_Prompt_. Exclude the pictures and retype the entries as written.

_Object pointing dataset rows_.
* start *
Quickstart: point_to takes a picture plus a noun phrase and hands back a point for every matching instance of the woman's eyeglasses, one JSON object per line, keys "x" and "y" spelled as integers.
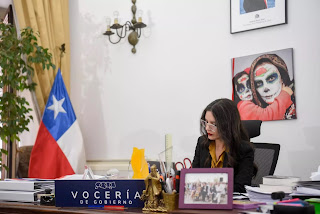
{"x": 212, "y": 127}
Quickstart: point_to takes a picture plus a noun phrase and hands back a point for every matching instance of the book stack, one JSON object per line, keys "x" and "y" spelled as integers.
{"x": 23, "y": 190}
{"x": 272, "y": 183}
{"x": 307, "y": 188}
{"x": 275, "y": 183}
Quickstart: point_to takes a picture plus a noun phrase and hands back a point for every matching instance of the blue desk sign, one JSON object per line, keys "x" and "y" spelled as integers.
{"x": 84, "y": 193}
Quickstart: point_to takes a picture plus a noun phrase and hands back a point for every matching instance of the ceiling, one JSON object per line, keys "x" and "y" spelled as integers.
{"x": 5, "y": 3}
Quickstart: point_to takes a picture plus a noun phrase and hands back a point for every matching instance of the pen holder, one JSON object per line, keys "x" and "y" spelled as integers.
{"x": 171, "y": 200}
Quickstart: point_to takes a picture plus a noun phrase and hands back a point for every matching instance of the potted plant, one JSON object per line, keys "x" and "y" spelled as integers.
{"x": 18, "y": 55}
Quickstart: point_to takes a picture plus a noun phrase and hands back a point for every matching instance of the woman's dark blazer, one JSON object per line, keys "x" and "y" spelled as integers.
{"x": 243, "y": 170}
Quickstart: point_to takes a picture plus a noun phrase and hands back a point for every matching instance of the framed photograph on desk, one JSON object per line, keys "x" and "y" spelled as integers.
{"x": 206, "y": 188}
{"x": 253, "y": 14}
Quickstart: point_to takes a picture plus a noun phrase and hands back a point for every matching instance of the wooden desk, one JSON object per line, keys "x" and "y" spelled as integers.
{"x": 29, "y": 208}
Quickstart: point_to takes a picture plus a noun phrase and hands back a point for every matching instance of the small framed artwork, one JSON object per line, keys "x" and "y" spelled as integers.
{"x": 254, "y": 14}
{"x": 206, "y": 188}
{"x": 264, "y": 85}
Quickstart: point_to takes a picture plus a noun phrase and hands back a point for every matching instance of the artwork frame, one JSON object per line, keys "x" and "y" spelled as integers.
{"x": 264, "y": 85}
{"x": 216, "y": 183}
{"x": 246, "y": 15}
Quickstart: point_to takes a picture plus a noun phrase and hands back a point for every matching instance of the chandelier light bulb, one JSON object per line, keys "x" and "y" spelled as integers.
{"x": 139, "y": 14}
{"x": 116, "y": 16}
{"x": 108, "y": 23}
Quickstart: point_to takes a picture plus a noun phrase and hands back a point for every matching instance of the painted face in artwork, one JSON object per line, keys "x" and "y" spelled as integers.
{"x": 211, "y": 127}
{"x": 243, "y": 88}
{"x": 268, "y": 82}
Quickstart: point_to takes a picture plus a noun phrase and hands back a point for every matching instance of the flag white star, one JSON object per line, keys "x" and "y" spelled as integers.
{"x": 57, "y": 106}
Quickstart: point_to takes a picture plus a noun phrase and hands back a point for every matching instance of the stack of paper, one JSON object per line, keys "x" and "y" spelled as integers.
{"x": 23, "y": 190}
{"x": 256, "y": 194}
{"x": 275, "y": 183}
{"x": 311, "y": 188}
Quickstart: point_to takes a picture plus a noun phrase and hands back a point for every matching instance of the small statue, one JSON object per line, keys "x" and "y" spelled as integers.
{"x": 152, "y": 195}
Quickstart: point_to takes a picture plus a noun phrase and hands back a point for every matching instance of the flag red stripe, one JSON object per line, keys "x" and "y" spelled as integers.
{"x": 47, "y": 159}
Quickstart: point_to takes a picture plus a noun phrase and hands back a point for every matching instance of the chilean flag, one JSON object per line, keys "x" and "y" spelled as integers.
{"x": 59, "y": 149}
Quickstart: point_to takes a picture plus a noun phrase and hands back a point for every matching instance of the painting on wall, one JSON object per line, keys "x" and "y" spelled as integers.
{"x": 263, "y": 86}
{"x": 253, "y": 14}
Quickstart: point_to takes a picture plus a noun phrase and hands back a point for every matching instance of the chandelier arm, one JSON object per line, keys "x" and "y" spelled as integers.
{"x": 114, "y": 42}
{"x": 129, "y": 24}
{"x": 125, "y": 32}
{"x": 139, "y": 32}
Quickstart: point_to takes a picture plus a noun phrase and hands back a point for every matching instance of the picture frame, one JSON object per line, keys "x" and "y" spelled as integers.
{"x": 261, "y": 83}
{"x": 248, "y": 15}
{"x": 206, "y": 188}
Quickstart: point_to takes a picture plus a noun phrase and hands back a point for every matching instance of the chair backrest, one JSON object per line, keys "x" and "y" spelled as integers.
{"x": 252, "y": 127}
{"x": 266, "y": 158}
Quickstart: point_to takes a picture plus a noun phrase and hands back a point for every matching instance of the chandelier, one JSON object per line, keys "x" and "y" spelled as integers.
{"x": 121, "y": 30}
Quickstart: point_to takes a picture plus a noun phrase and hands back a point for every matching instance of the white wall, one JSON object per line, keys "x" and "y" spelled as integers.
{"x": 183, "y": 62}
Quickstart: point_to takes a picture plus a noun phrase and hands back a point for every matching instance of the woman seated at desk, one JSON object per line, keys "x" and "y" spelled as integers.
* end *
_In response_.
Quickstart: point_to takes a picture plus a noun phrase and hands back a point for every matching instance of the woman's eyeglasses, one JSON object per line, keys "x" and "y" spelled as integers.
{"x": 212, "y": 127}
Quickstart: point_to takes a picture plus a noun phrase and hands back a point for every matching instance of the book stack, one JSON object per line, keys "x" and "y" spelled as integers.
{"x": 23, "y": 190}
{"x": 272, "y": 183}
{"x": 307, "y": 188}
{"x": 275, "y": 183}
Quickstart: point_to takes a picture plus a noun phrase and hands back a point for every matching instance of the blue desk sign, one JSON object per line, keys "x" and "y" spelled as integers.
{"x": 84, "y": 193}
Quickstart: point_to takes a picture plus a noun phrase and hands back a point for every matching instance of the ceiling, one JSON object per line, keys "x" and "y" spelled as integers.
{"x": 5, "y": 3}
Quickstart: point_to takes a picture plus a noun phrase and hands back a point for every matching instance of the pen holder, one JSON object per line, keys "x" and "y" spelled as integers.
{"x": 171, "y": 200}
Quickstart: point_to takes a picture plus a noun phrase and hands back a point for every matching instance of the potted plant, one JSON object per line, keys "x" and "y" spelled as integers.
{"x": 18, "y": 55}
Quickstart: point_to takes a picture plus a noun phrase and hands back a point for every matching instance of the woman's dark blazer, one JSON object per line, keys "x" and "y" spelled as integers.
{"x": 243, "y": 170}
Quickstart: point_to takes a picture plus a noun phrase and hands back a point for every matching instance of the framed photograph on desk, one JSON object per line, keys "x" and "y" spelled as integers.
{"x": 206, "y": 188}
{"x": 253, "y": 14}
Quickstart: point_to takes a picture plus a noun phrase and hands back a point for every matching instance of the wooden desk, one JSON object per line, keys "x" and "y" spelled as integers.
{"x": 29, "y": 208}
Quickstart: point_to takes a picture plus a noun phrase and hands back a point for every matching instance of the small framed artwork, one JSON object per line, keys "x" and "y" spelled as integers.
{"x": 254, "y": 14}
{"x": 206, "y": 188}
{"x": 264, "y": 85}
Quickstart: point_to takes a picture plus a noun phrase and hands back a point for every matching instance of the artwork frame, one JSON object per line, keys "x" and "y" spelled as integers.
{"x": 264, "y": 85}
{"x": 216, "y": 183}
{"x": 246, "y": 15}
Quickstart: point_to takes a picture plus a noun phrase and hands back a point for every matching instance of the chandelier light bulb, one JSON object per line, keys "x" and "y" spelled as integers.
{"x": 139, "y": 14}
{"x": 116, "y": 16}
{"x": 108, "y": 23}
Quickstart: point_to takes a picture plus a noun phrase and hands back a point for every matching instance of the painted face in artwork, one JSON object per line, keys "x" and "y" spelled as integers.
{"x": 211, "y": 127}
{"x": 243, "y": 88}
{"x": 268, "y": 82}
Quickstart: point_to takes a picture plus a noun phrase and hands back a point for every matching instance of the flag white star, one JSON object per line, keys "x" and "y" spelled as integers.
{"x": 57, "y": 106}
Quickstart: point_to takes a picture plus a noun phrase and hands back a point for every matching instance of the stack of paper, one JSON object per line, keys "x" and "y" spelled as integers.
{"x": 23, "y": 190}
{"x": 256, "y": 194}
{"x": 275, "y": 183}
{"x": 311, "y": 188}
Quickstart: point_to takes a picture plus a noun phrase and hands back a point for every matching instance of the small statue, one JSON object per line, keys "x" and "y" spelled as integers.
{"x": 152, "y": 195}
Quickstart: point_to takes a picture plus a noun phrase and hands back a point for every matching instance of the flag red stripe, one JSON object per line, keys "x" and "y" spelled as integers.
{"x": 47, "y": 159}
Quickstart: point_to takes a picture plus a noun phrase and hands back a point for every matching instance of the chilean flag, one JSON object per line, keys "x" and "y" spelled as integers.
{"x": 59, "y": 149}
Quickstart: point_to takes a picture plus a noun phrase and hands back a point for every matching instance of the painting on wall, one JSON object per line, keys "x" and "y" spelled as integers.
{"x": 263, "y": 86}
{"x": 253, "y": 14}
Quickstart: point_to takes a picture plus a noun phrase and hands back a point for every matching instance of the chandelier arm, one JSON object per line, keys "x" and "y" spelled as integers.
{"x": 114, "y": 42}
{"x": 129, "y": 24}
{"x": 125, "y": 32}
{"x": 139, "y": 32}
Quickstart: point_to takes a picture plus a noun phrase and hands back a point for every matching instance of the picture frame, one JSON object per line, keys "x" and "y" spelled as integers.
{"x": 261, "y": 83}
{"x": 248, "y": 15}
{"x": 206, "y": 188}
Quickstart: point_to takes a picture plus a noun phrase and hands back a point for every matching instance of the chair backrest, one JSON object per line, keys "x" and "y" spelled as integers.
{"x": 252, "y": 127}
{"x": 266, "y": 158}
Quickstart: point_to takes a picture plus a noun phrase and hands back a point for every matching instance of the chandelier, one JSON object per line, keys "x" and "y" spelled as integers.
{"x": 121, "y": 30}
Quickstart: point_to takes a picture plus a noun phrase and hands back a point for every matching instance of the white wall, one JSON object per line, keys "x" and "y" spelled as integers.
{"x": 183, "y": 62}
Quickstart: point_to takes a picture plus a noun phrase and hands back a point for every matching instance of the woman seated at desk, one JSON object per line, keys "x" and "y" spelled as integers.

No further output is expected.